#### Problem
Reproduce exactly the lines from the line containing "of the grass" through the end of the records below, including both ends, and nothing else.

#### Dataset records
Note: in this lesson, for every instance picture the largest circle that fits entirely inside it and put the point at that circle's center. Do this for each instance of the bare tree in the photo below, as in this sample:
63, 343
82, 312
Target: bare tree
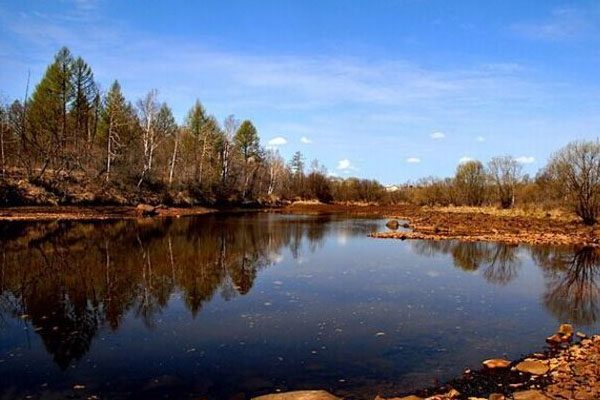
470, 180
505, 173
148, 109
576, 170
230, 125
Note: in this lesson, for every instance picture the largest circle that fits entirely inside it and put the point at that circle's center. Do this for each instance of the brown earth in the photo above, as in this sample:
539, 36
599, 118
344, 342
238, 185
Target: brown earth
471, 224
46, 213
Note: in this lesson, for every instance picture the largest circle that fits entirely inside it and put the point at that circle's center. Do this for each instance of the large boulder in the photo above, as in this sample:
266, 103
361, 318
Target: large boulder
146, 210
533, 367
496, 363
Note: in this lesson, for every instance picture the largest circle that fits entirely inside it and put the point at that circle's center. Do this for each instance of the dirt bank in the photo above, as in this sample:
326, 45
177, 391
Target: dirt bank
472, 224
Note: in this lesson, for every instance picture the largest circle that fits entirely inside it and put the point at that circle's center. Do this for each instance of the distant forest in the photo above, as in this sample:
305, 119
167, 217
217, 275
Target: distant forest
68, 142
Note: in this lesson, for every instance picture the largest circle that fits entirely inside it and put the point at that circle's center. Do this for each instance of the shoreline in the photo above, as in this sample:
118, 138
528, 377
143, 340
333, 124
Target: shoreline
472, 224
94, 213
566, 370
566, 363
423, 223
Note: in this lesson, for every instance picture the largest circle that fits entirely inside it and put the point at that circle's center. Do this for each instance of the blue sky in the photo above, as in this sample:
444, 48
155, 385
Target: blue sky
393, 90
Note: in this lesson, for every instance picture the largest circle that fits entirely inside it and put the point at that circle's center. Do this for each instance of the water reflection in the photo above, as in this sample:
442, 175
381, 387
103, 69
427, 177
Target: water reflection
572, 283
69, 279
572, 276
71, 282
500, 262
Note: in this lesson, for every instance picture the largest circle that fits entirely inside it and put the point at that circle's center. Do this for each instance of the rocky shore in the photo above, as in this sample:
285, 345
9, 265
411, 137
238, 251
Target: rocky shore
569, 369
489, 225
471, 224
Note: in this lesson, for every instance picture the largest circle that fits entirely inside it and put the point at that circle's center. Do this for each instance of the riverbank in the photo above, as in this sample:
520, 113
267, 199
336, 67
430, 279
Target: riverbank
95, 213
426, 223
567, 370
472, 224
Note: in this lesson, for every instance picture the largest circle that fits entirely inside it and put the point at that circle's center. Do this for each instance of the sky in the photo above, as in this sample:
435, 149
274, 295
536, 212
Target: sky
389, 89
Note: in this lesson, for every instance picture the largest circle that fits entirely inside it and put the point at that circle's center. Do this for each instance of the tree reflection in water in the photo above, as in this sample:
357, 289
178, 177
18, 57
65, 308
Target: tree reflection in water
572, 276
500, 262
70, 278
572, 283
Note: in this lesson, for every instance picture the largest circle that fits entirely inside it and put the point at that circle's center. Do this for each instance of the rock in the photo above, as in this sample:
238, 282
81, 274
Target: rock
495, 363
146, 209
393, 224
299, 395
533, 367
530, 395
452, 393
565, 330
555, 339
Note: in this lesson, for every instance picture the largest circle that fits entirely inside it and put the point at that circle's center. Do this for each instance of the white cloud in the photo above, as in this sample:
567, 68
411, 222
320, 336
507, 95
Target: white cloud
277, 141
345, 165
525, 159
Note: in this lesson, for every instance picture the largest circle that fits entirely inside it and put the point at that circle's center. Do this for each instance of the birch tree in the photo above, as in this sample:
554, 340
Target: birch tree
147, 111
505, 173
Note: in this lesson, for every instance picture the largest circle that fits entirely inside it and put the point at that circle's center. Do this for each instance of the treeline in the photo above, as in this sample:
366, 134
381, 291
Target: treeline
571, 179
69, 132
83, 145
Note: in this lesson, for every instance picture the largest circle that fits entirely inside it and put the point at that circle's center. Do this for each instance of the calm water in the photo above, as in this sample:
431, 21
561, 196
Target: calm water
230, 306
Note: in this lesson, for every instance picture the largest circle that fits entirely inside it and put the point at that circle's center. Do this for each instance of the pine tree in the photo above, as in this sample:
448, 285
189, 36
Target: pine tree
114, 118
47, 114
84, 94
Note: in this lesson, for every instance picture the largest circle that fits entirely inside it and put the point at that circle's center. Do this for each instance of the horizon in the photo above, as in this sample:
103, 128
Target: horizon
408, 94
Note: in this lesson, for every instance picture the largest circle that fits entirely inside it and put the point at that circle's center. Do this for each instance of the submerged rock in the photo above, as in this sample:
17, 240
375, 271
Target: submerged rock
565, 330
393, 224
530, 395
299, 395
496, 363
532, 367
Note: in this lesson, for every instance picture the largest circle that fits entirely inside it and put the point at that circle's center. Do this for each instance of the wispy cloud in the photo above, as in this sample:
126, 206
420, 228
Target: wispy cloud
345, 165
525, 159
564, 23
278, 141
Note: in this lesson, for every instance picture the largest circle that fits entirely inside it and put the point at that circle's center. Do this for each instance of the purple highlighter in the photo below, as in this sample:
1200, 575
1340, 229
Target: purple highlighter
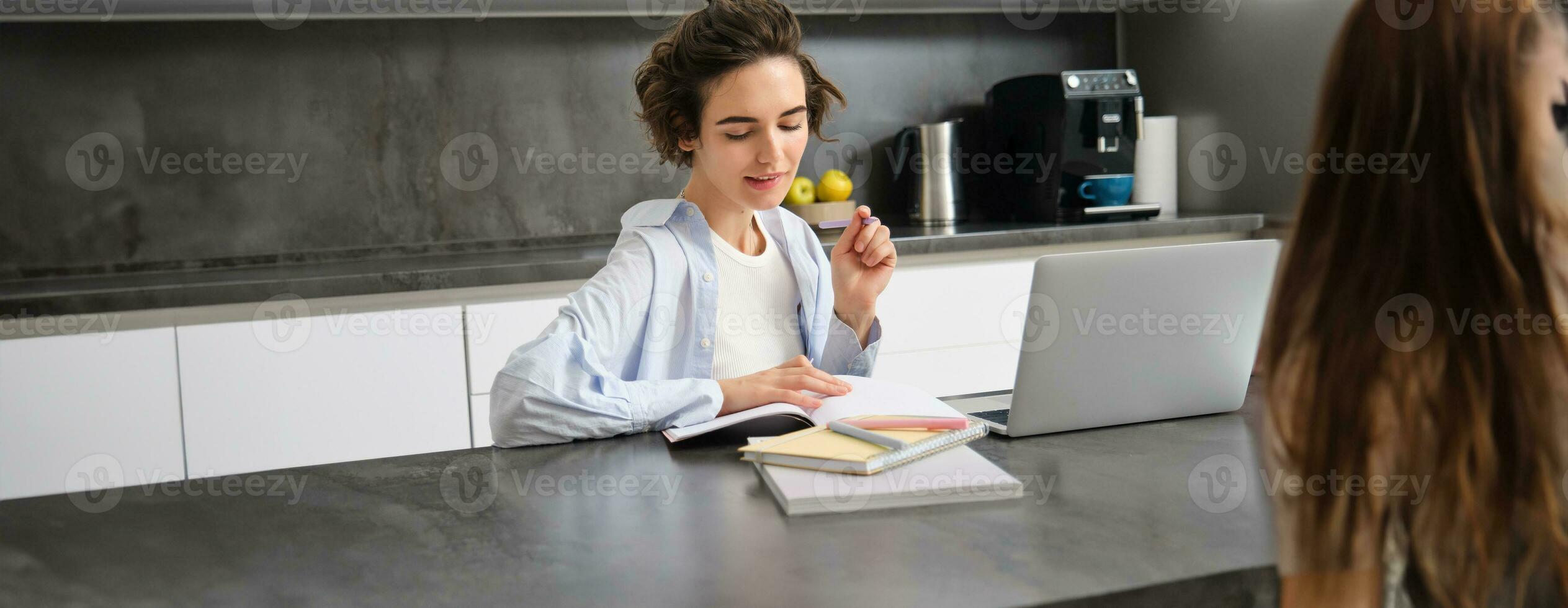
841, 223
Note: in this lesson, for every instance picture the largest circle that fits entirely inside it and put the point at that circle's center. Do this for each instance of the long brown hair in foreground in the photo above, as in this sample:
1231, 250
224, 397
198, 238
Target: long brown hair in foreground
1477, 413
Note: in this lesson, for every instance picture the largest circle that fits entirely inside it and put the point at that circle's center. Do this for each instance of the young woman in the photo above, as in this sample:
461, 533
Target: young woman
715, 302
1473, 411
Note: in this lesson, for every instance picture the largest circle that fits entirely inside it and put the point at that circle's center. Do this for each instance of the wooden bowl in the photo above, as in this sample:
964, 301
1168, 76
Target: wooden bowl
819, 212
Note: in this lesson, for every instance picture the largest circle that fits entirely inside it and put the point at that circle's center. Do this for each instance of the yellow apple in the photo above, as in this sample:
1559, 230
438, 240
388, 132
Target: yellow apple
802, 192
835, 186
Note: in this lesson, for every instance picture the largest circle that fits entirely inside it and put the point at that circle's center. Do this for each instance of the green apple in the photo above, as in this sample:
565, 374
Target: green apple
802, 192
835, 186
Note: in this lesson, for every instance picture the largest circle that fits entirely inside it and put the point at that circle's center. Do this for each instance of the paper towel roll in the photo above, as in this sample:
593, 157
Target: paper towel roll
1155, 168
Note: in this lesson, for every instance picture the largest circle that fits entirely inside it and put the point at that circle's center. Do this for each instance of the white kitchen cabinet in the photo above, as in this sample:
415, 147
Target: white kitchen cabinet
498, 329
952, 372
90, 406
478, 409
319, 389
954, 306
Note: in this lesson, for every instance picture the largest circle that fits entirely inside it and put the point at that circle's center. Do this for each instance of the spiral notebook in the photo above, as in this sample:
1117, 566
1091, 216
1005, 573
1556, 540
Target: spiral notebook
820, 449
869, 397
959, 475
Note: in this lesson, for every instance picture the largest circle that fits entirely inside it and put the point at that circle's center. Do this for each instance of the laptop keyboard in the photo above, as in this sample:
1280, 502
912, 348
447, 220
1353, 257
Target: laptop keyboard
998, 416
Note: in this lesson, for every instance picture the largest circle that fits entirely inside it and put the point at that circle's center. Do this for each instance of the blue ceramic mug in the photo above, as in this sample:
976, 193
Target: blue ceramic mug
1106, 190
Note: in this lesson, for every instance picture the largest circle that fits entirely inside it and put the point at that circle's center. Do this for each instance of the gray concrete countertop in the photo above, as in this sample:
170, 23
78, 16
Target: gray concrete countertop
1112, 517
457, 266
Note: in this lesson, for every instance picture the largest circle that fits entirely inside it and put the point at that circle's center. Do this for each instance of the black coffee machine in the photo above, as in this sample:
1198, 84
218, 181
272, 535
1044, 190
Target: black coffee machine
1062, 148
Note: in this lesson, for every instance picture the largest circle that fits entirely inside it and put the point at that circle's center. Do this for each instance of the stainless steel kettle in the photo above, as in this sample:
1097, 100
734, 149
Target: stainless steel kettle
927, 173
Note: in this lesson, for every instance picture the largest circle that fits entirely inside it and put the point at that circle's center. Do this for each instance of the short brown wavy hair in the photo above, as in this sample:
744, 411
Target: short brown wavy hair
703, 46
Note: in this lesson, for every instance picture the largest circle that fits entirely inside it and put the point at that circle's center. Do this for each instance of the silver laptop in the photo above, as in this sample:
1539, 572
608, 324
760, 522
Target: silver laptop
1131, 336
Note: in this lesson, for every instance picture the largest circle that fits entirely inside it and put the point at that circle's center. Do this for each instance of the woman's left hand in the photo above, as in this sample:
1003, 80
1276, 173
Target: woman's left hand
863, 264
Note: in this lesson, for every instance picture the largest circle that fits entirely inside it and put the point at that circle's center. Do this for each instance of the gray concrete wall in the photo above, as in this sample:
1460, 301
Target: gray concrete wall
333, 133
1253, 74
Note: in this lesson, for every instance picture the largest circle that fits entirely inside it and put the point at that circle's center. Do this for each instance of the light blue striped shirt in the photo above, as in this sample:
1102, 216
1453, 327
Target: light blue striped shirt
632, 350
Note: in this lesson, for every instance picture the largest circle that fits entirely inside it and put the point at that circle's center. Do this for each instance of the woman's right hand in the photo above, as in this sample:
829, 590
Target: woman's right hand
780, 385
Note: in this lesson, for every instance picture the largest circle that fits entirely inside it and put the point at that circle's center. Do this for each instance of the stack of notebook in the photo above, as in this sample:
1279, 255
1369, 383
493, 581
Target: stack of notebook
959, 475
820, 449
820, 470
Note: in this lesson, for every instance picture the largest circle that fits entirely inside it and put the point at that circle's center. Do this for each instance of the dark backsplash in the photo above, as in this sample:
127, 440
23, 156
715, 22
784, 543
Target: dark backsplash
329, 137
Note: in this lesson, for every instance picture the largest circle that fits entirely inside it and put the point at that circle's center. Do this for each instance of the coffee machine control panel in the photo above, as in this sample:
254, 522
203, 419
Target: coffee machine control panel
1112, 82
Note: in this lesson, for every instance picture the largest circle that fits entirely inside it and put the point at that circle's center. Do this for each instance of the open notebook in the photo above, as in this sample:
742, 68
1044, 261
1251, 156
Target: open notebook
869, 397
959, 475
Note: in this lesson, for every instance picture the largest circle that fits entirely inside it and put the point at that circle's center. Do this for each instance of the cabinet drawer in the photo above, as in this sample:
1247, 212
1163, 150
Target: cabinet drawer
954, 305
90, 406
322, 389
498, 329
952, 370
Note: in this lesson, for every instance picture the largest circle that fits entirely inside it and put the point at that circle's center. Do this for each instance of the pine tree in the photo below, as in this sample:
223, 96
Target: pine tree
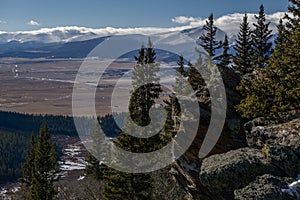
275, 88
242, 60
293, 21
145, 84
225, 58
28, 167
208, 40
41, 169
122, 185
261, 35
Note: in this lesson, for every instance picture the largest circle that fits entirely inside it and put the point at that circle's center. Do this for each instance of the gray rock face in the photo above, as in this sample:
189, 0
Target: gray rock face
284, 159
264, 187
287, 134
234, 169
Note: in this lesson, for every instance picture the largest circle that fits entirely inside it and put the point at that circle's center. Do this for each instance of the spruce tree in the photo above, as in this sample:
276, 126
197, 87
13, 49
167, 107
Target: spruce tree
28, 167
123, 185
145, 84
275, 88
242, 59
294, 9
208, 40
41, 168
261, 35
225, 58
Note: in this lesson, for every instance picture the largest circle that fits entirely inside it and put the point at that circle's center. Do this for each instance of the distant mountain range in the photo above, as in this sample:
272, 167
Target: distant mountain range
77, 42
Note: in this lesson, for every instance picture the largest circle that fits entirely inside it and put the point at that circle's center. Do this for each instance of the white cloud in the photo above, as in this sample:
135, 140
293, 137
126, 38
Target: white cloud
185, 20
33, 23
230, 23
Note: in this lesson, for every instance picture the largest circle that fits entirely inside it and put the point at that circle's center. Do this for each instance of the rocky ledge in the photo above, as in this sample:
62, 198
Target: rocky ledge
266, 169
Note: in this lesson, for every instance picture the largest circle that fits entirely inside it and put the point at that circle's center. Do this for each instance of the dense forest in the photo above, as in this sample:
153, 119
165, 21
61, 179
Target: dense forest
16, 129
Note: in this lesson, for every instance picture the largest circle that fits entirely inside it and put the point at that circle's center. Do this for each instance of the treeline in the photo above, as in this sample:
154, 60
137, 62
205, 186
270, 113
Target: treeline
28, 123
16, 129
13, 152
58, 124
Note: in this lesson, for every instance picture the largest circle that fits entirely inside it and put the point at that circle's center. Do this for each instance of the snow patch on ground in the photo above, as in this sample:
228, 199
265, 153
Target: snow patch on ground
73, 158
293, 190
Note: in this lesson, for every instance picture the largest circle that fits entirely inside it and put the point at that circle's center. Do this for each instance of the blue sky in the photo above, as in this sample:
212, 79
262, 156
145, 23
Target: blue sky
35, 14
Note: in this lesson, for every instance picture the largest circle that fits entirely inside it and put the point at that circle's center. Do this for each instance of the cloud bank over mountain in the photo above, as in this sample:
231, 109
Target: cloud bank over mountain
230, 23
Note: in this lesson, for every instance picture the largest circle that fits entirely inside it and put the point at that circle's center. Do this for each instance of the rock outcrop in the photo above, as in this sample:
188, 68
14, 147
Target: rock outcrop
264, 187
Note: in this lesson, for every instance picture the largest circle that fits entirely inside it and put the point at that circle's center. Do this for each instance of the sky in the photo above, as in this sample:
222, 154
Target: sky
25, 15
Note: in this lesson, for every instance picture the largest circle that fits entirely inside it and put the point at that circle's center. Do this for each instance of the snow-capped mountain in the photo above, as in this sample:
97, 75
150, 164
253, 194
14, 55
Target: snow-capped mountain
77, 42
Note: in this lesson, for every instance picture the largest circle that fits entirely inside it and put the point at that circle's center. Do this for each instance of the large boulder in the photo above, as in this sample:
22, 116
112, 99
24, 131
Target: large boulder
264, 187
234, 169
286, 134
284, 158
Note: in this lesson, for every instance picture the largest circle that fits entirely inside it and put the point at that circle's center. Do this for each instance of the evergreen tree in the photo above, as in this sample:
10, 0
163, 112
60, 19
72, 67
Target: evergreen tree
41, 169
145, 84
28, 167
275, 88
225, 58
294, 9
122, 185
242, 60
208, 40
260, 36
93, 167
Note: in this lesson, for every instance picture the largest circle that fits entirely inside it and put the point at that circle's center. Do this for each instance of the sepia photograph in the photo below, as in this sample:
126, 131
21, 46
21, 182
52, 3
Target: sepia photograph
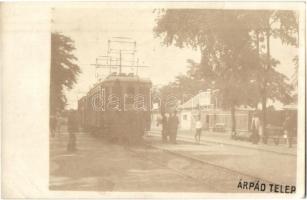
168, 99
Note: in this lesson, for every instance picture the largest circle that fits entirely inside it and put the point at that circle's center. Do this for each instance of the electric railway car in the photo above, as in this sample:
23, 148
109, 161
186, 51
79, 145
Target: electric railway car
117, 108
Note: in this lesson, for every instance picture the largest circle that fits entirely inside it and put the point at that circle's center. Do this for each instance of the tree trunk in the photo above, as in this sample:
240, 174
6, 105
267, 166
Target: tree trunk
233, 121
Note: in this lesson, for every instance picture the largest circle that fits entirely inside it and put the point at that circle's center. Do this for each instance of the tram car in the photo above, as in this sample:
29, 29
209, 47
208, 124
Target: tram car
117, 108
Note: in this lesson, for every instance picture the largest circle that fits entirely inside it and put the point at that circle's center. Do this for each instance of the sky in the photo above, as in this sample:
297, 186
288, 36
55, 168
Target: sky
92, 27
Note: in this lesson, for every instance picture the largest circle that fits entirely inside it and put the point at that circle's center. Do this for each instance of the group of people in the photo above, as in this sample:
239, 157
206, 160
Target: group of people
169, 127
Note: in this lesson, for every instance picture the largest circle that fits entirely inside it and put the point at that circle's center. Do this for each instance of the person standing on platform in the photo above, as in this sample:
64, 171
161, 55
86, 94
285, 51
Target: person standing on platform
72, 127
164, 128
255, 129
198, 127
173, 127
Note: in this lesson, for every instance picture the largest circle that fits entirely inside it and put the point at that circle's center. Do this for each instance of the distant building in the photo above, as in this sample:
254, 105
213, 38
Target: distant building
206, 105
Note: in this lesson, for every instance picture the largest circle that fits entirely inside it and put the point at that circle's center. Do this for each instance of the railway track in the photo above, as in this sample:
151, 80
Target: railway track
191, 168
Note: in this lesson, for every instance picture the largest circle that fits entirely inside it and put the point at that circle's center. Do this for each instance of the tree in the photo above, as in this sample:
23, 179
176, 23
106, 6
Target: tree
63, 71
183, 88
224, 41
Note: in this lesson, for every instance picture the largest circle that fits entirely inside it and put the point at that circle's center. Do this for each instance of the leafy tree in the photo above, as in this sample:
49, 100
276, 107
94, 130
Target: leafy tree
63, 71
183, 88
227, 52
263, 26
235, 48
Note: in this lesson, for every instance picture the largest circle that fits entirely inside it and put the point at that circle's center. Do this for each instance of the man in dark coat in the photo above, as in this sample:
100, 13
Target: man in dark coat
173, 126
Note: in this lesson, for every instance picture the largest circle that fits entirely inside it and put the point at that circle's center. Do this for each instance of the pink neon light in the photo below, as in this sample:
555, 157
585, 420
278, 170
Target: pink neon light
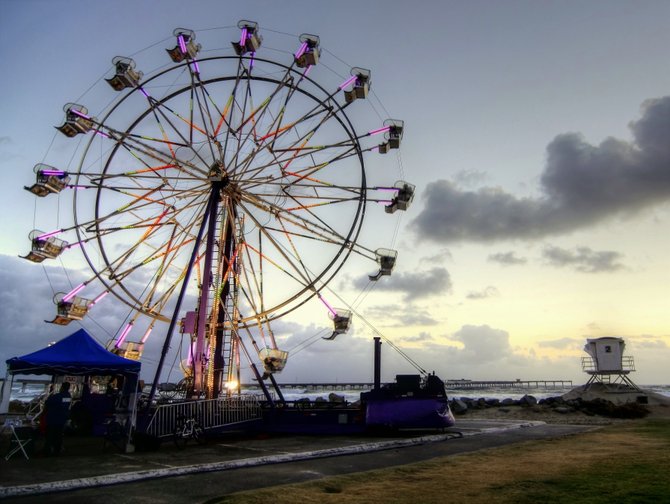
97, 299
301, 51
146, 335
380, 130
48, 235
73, 293
348, 81
123, 335
76, 112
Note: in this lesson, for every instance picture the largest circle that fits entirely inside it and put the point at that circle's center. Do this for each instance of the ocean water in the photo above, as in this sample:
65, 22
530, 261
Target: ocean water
31, 391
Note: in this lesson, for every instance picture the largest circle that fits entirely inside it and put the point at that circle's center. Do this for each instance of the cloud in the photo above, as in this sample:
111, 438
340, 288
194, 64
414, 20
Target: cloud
583, 259
470, 178
413, 286
561, 343
395, 315
422, 336
507, 258
482, 343
488, 292
581, 184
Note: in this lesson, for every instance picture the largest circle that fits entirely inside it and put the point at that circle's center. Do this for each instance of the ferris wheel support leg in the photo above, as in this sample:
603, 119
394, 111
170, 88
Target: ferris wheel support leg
199, 353
182, 292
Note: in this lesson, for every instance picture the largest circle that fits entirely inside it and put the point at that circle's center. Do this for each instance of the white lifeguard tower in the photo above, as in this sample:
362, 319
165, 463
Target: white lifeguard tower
607, 364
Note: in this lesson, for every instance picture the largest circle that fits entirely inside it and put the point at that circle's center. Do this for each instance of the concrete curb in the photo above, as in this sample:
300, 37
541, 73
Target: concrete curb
129, 477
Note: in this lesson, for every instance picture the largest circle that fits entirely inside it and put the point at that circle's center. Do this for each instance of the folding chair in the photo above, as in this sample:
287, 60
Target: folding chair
20, 438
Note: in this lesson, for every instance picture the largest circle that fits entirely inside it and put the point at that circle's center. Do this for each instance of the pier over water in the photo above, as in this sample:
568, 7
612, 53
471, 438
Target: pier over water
449, 385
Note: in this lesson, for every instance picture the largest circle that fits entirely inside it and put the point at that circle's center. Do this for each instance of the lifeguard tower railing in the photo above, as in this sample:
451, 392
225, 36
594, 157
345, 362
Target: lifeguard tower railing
209, 413
590, 366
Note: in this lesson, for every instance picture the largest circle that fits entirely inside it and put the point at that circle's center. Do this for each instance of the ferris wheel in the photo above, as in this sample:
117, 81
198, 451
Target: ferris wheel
233, 179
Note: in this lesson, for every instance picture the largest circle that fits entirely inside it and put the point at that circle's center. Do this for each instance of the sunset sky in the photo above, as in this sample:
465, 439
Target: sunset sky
537, 135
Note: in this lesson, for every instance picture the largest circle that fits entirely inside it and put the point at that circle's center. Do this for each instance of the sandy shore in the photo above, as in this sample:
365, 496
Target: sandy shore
657, 405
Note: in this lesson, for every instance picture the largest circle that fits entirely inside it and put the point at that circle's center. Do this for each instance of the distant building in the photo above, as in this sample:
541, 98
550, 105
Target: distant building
607, 363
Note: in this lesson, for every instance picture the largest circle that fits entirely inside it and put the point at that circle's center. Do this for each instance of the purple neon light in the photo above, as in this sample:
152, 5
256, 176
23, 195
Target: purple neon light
54, 173
123, 334
75, 244
182, 44
44, 236
348, 81
73, 293
302, 50
146, 335
80, 114
380, 130
97, 299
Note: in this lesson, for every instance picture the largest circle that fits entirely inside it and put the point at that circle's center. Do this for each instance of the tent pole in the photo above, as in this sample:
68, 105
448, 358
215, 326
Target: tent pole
6, 393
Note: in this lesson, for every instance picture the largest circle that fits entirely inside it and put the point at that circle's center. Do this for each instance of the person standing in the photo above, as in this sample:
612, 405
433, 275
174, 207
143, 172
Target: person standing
57, 408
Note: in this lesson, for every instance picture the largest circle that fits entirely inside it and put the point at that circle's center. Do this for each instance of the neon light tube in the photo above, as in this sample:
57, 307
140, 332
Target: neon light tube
123, 334
73, 293
348, 81
44, 236
146, 335
301, 51
76, 112
380, 130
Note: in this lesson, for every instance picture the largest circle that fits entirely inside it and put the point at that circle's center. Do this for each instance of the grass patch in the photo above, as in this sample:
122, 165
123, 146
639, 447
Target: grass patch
628, 462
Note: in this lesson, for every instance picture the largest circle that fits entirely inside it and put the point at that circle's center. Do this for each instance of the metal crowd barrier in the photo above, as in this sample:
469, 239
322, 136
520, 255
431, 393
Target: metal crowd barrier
209, 413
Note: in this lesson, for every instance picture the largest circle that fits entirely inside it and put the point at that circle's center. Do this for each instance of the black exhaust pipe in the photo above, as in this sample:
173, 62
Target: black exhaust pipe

#### Worked answer
Note: in this lesson, for every instance picture the largest circle that fits entirely inside it and put the point at that circle's center. Do this for each instance of the grass patch in the photo above, as in this sample:
122, 165
123, 146
639, 447
Target: grass patch
628, 462
Note: in this lesson, for every instance picture the largest circle that fits entirely inside it and put the point at that circle's center. Do this for each instance of the metal crowd barrier in the photo above, as in this sample:
469, 239
322, 136
520, 255
431, 393
Target: metal crowd barrier
209, 413
Note: in this lesson, for every instance picture the largest circle that fits entirely inside it and put the point at that circle's center. Do this for each instance of the black exhaust pipe in the photo above, as in this sample:
173, 62
Target: black exhaust pipe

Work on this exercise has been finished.